## AIM
Reproduce every one of the rows below word for word, leaving out the pictures.

--- START OF PROVIDED RECORDS ---

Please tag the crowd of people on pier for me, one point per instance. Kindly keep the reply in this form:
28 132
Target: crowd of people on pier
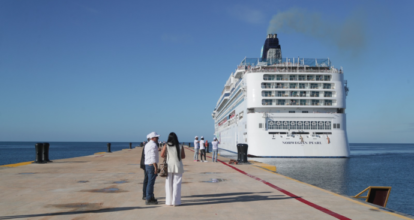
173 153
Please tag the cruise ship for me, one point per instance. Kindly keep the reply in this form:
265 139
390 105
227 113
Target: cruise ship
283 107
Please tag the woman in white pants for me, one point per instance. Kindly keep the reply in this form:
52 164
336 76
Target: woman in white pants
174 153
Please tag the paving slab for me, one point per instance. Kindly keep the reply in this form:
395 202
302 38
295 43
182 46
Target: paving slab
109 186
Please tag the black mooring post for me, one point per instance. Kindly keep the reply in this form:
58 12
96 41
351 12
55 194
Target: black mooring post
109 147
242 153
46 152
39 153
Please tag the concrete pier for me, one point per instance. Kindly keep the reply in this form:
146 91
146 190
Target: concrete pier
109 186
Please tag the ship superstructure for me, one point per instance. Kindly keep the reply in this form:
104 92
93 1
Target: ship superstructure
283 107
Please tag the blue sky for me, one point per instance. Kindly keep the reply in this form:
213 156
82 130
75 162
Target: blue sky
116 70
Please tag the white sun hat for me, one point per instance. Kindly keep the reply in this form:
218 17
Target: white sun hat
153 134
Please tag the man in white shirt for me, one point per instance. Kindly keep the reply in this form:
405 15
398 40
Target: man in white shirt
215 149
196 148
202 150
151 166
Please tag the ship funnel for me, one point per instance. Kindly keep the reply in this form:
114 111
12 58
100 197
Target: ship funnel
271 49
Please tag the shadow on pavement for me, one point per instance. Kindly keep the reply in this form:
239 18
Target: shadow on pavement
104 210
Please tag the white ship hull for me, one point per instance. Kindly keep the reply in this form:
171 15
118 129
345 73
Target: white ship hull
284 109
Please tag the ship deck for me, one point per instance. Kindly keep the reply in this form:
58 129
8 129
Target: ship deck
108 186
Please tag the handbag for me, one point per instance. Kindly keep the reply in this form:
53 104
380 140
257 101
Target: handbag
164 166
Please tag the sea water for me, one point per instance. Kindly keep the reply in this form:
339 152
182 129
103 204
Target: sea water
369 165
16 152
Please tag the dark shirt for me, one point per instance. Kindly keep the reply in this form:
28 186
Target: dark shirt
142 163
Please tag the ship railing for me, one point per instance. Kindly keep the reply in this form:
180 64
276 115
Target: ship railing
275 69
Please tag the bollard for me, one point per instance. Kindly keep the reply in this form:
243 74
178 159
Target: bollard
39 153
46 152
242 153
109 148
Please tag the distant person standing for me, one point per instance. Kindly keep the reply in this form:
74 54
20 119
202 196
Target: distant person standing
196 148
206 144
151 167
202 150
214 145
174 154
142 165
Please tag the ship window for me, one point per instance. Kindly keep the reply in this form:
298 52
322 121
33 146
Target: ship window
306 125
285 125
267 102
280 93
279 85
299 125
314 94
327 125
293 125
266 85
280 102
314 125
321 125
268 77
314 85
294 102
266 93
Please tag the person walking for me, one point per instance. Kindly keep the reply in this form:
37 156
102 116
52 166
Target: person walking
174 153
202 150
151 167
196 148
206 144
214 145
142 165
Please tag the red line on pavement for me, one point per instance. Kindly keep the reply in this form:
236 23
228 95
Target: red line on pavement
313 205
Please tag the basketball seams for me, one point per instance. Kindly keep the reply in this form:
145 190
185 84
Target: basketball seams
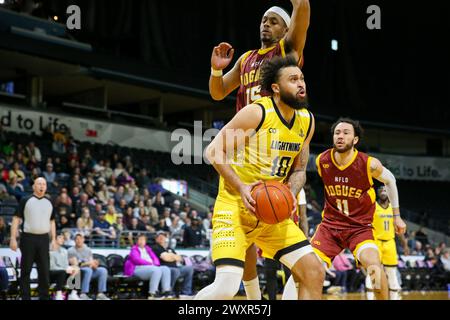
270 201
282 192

--- END OF PROVIDED RECORDS ---

## RESPONSE TO THE EXERCISE
Please tag the crowd of people on pier for me, one point per instance. Kindly keep the reply in this form:
28 132
Target: crowd of people on pier
173 153
Please tag the cruise ship for me, one point per instance. Kindly keep the reply in this form:
265 139
390 105
227 113
Target: cruise ship
283 107
Please tag the woman in white pants for me, one point per instance. Kindly keep the reply in this form:
52 164
336 76
Target: woman in white pants
174 153
Please tag the paving slab for me, one point per instance. Kindly keep the reply in this form:
395 202
302 38
295 43
182 46
Target: paving slab
109 186
Please tag the black mooring post for me, one point per instance. Kindly keep the reply in this form:
58 12
96 41
351 12
55 194
Target: black mooring post
109 147
242 153
46 152
39 153
Please tag the concrete pier for me, one point per instance. Kindly keep the reply in this form:
146 91
146 190
Target: concrete pier
109 186
Please tag the ship superstructure for me, one point per instance. Kindly keep the reply in this form:
104 92
93 1
Target: ship superstructure
283 107
Please tag the blue sky for me, one point per instance. Kindly keep the reply in this form:
213 156
82 130
75 162
Target: blue sky
116 70
Please tag the white sun hat for me, one point per instance. Kindly keep the reply in this form:
218 17
Target: white sun hat
153 134
Please tag the man in white shirt for me, one point per instance. Kindly keep the reply in this form:
405 15
398 40
Target: man in white shirt
215 149
196 148
202 150
151 166
Please tag the ship funnel for me, one point per instance. Kindly keep the reply in this form:
114 111
12 58
100 197
Target: ship funnel
271 49
Please tag the shadow on pavement for me, one point per instance. Kindly keep the reply in this form:
239 18
Target: shadow on pavement
104 210
Please tag the white ship hull for me, one point per instance. Kindly keep the reply in this form:
171 15
118 129
345 73
Target: white ship hull
284 109
Please tag the ship deck for me, one point per instance. Kindly keep the reply in this form:
58 129
8 129
Target: ship deck
108 186
Please tag the handbag for me, one point per instance. Kindly keep the reply in this form:
53 104
380 140
257 101
Target: handbag
164 166
Please tag the sea water for me, one point per instance. Kindly keep the reply in this form:
339 152
182 129
103 204
Target: sea water
369 165
16 152
Please tag the dark shirt for me, one point per instance. Kindly keep the reply in this form:
28 186
Target: dark shirt
142 163
Please tag the ship railing for me, one point per instance. Kindly keep the reply in this form:
180 64
276 115
Target: ship railing
275 69
Please tag the bollard for me, one point per instance. Kindly keep the reply in this form:
243 74
178 159
Target: bollard
39 153
46 152
242 153
109 148
Please tag the distant person standing for me, one point per instance. Kindly keep the reply in this form:
74 54
20 119
202 196
Target: distant person standing
196 148
206 144
151 167
202 150
214 145
174 154
142 165
Please tag the ship window for me, one point per instance. Kindly keep the reply in this form:
298 52
322 121
33 146
Target: ship window
306 125
285 125
267 102
280 93
279 85
299 125
314 94
327 125
293 125
266 85
280 102
314 125
321 125
268 77
314 85
294 102
266 93
Please tag the person walking for me, one point per instance. Kindly keep the reply in this form:
37 156
102 116
52 166
Target: person walking
174 153
202 150
151 167
196 148
206 144
214 145
142 165
Please tag the red line on pavement for me, one point per instance. Kindly keep the reply in this form:
236 23
228 95
Target: red line on pavement
313 205
Please tag the basketball seams for me, one point per instance. Kindly keep the reply in this form:
145 190
185 84
Target: basketball seams
270 201
282 192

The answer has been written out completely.